[Ausgangstext]
-.-.-

# Methode zur Berechnung der Geradengleichung



## gentlemanjacko (31. Mai 2018)

*JAVA*
Implementiere in der Klasse Punkt eine neue Methode berechneGeradengleichung(). Sie soll die Gleichung der

Geraden ausgeben, die durch die eigenen Koordinaten und durch einen anderen Punkt führt. Der andere Punkt wird als

Parameter übergeben.

Die Geradengleichung hat die Form y = mx + n

Die Variablen m und n sollen auf zwei Stellen nach dem Komma gerundet werden. Nutze

dazu die printf()-Methode. Die Ausgabe könnte beispielsweise so aussehen:

y = 2,50x + -10,50

In welchem Fall kann keine Geradengleichung berechnet werden? Gib statt der Gleichung eine

Fehlermeldung aus.

Teste deine Methode in der Klasse PunktMain durch mindestens zwei geeignete Aufrufe, so dass einmal eine

Geradengleichung und einmal eine Fehlermeldung ausgegeben wird.

*(Lösung bitte)*


----------



## httpdigest (31. Mai 2018)

Welche Ideen und Lösungsansätze hast du denn schon verfolgt und bei welchen von denen hast du aktuell Probleme, die man helfen kann, zu lösen?


----------



## gentlemanjacko (31. Mai 2018)

Ich suche im Internet nach Ansätzen und Methoden die mir helfen diese Aufgabe zu lösen nur ich finde nichts zu diesem Thema.

-.-.-

[Datenzeilen]
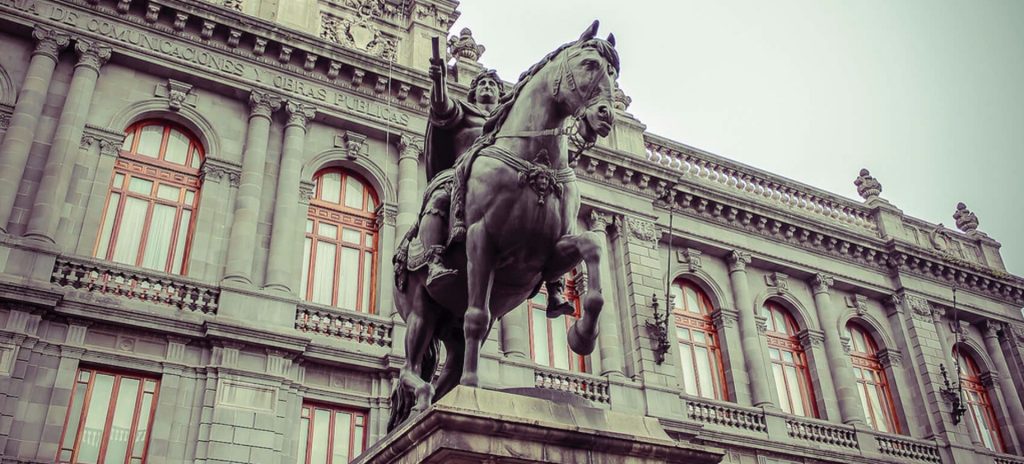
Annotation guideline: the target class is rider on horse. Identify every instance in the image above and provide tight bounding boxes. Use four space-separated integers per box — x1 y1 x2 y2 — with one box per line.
417 54 573 318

-.-.-

[Teilaufgaben]
a) Beantworte anhand des Ausgangstexts:
(i) Welche Form hat die Geradengleichung?
(ii) Auf wie viele Nachkommastellen sollen m und n gerundet werden, und mit welcher Methode?
(iii) In welcher Klasse soll die neue Methode getestet werden?
b) Wiederhole wortgetreu den Abschnitt des Ausgangstexts von „In welchem Fall“ bis einschließlich „Fehlermeldung ausgegeben wird.“.

[Lösungen]
a)
(i) y = mx + n
(ii) Auf zwei Stellen nach dem Komma, mit der printf()-Methode.
(iii) In der Klasse PunktMain.

b)
In welchem Fall kann keine Geradengleichung berechnet werden? Gib statt der Gleichung eine

Fehlermeldung aus.

Teste deine Methode in der Klasse PunktMain durch mindestens zwei geeignete Aufrufe, so dass einmal eine

Geradengleichung und einmal eine Fehlermeldung ausgegeben wird.